Task goal
Write out every record in full, exactly as written, please.
# # # # #
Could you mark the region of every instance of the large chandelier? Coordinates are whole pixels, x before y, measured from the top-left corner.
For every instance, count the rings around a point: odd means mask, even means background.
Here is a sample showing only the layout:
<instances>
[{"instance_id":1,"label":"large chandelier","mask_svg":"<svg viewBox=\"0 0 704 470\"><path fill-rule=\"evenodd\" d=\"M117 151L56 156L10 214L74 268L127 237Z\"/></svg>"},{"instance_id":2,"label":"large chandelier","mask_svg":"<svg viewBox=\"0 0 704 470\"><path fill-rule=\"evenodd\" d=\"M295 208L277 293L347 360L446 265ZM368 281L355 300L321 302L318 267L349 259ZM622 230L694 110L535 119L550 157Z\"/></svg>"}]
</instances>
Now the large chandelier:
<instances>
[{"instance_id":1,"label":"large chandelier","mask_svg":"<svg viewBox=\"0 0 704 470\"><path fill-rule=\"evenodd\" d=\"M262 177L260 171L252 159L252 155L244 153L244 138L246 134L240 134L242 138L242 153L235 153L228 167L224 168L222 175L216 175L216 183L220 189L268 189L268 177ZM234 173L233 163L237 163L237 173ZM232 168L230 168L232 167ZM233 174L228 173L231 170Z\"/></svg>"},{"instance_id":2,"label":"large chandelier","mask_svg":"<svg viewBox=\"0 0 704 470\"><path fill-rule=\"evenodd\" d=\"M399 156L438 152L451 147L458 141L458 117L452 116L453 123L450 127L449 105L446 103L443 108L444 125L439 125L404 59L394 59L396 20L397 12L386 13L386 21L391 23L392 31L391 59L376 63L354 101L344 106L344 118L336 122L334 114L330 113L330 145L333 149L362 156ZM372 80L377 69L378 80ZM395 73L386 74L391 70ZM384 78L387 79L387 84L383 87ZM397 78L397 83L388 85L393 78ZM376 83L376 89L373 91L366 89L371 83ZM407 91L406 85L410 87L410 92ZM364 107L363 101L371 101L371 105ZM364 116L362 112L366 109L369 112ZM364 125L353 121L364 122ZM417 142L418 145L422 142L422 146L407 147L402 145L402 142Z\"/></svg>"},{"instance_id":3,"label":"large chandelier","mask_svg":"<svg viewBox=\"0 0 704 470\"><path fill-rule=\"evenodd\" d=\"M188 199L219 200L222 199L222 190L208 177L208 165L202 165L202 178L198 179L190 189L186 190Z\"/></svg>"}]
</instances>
# # # # #
Answer for the task
Could you mark the region of every instance of the large chandelier? Coordinates are whole pixels, x before y, measured from the top-left corner.
For every instance, count the rings around a point: odd means mask, even means background.
Here is a sample showing only the layout:
<instances>
[{"instance_id":1,"label":"large chandelier","mask_svg":"<svg viewBox=\"0 0 704 470\"><path fill-rule=\"evenodd\" d=\"M117 151L56 156L10 214L74 268L127 237Z\"/></svg>"},{"instance_id":2,"label":"large chandelier","mask_svg":"<svg viewBox=\"0 0 704 470\"><path fill-rule=\"evenodd\" d=\"M295 208L277 293L347 360L446 265ZM368 281L355 300L321 302L318 267L349 259ZM622 230L694 110L535 119L550 157Z\"/></svg>"}]
</instances>
Now the large chandelier:
<instances>
[{"instance_id":1,"label":"large chandelier","mask_svg":"<svg viewBox=\"0 0 704 470\"><path fill-rule=\"evenodd\" d=\"M262 177L260 171L252 159L252 155L244 153L244 138L246 134L240 134L242 138L242 153L235 153L228 167L224 168L222 175L216 175L216 183L220 189L268 189L268 177ZM234 173L233 163L237 163L237 173ZM232 168L230 168L232 167ZM233 174L228 173L231 170Z\"/></svg>"},{"instance_id":2,"label":"large chandelier","mask_svg":"<svg viewBox=\"0 0 704 470\"><path fill-rule=\"evenodd\" d=\"M399 156L438 152L451 147L458 141L458 117L452 116L453 123L450 127L449 105L446 103L443 108L444 125L439 125L404 59L394 59L396 20L397 12L386 13L386 21L391 23L392 31L391 59L376 63L354 101L344 106L344 118L336 122L334 114L330 113L330 145L333 149L362 156ZM372 80L377 69L378 80ZM395 73L386 74L391 70ZM384 78L387 79L387 84L383 87ZM397 78L397 83L388 85L393 78ZM376 83L376 89L373 91L366 89L371 83ZM407 91L406 85L410 87L410 92ZM364 107L363 101L371 101L371 105ZM364 116L362 112L366 109L369 112ZM364 125L353 121L364 122ZM417 142L418 145L422 142L422 146L407 147L402 145L402 142Z\"/></svg>"},{"instance_id":3,"label":"large chandelier","mask_svg":"<svg viewBox=\"0 0 704 470\"><path fill-rule=\"evenodd\" d=\"M188 199L219 200L222 199L222 190L208 177L208 165L202 165L202 178L198 179L190 189L186 190Z\"/></svg>"}]
</instances>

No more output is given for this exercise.